Il britannico, baffuto, ex-campione del mondo si è soffermato sulle rivoluzioni in termini di sicurezza tra la F1 odierna e del passato, riconoscendo nel circus di oggi un mondo eccessivamente anestetizzato.

Tre fratture alla schiena, due rotture del polso e del busto, entrambi i piedi fracassati e una placca di titanio nella spalla sinistra. 

Questi sono alcuni dei ricordi della carriera dell'inglese in Formula 1, oltre le 31 vittorie e il titolo di campione del mondo conquistato nel 1992, davanti a Patrese, Schumacher e Senna. 

Saranno anche passati 40 anni dal debutto in Formula Uno di Mansell, ma le cicatrici sono rimaste. «Chiedete a qualsiasi chirurgo e vi diranno che questo tipo di ferite rimarranno con voi per il resto della vostra vita». Nonostante ciò il 66enne ex pilota è un avido giocatore di golf.
* * * *
### Compiti da svolgere
1/ Secondo il brano su Mansell, in che anno ha conquistato il titolo di campione del mondo?
2/ Prosegui il brano su Mansell a partire dalla sua ultima frase.
I dati riportati qui sotto provengono da un'altra fonte.

### Estratto del dataset
* * * *
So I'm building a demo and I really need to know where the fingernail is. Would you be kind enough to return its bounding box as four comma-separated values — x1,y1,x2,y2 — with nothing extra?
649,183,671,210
* * * *
### Risposte ai compiti
1/ Nel 1992.

2/
In un'intervista rilasciata al Daily Mail, Nigel Mansell ha confrontato la F1 di oggi con quella del passato, rispolverando il tragico giorno della morte del rivale di allora Ayrton Senna. 

Secondo l'ex-pilota della Williams, l'incidente accorso al leggendario pilota brasiliano fece da spartiacque tra una F1 pericolosa ma brillante e un nuovo sport, in cui le corse sono state «anestetizzate per minimizzare i rischi».

Nigel Mansel (sinistra) alza il braccio di Ayrton Senna, giunto terzo (1991)
Nigel Mansel (sinistra) alza il braccio di Ayrton Senna, giunto terzo (1991)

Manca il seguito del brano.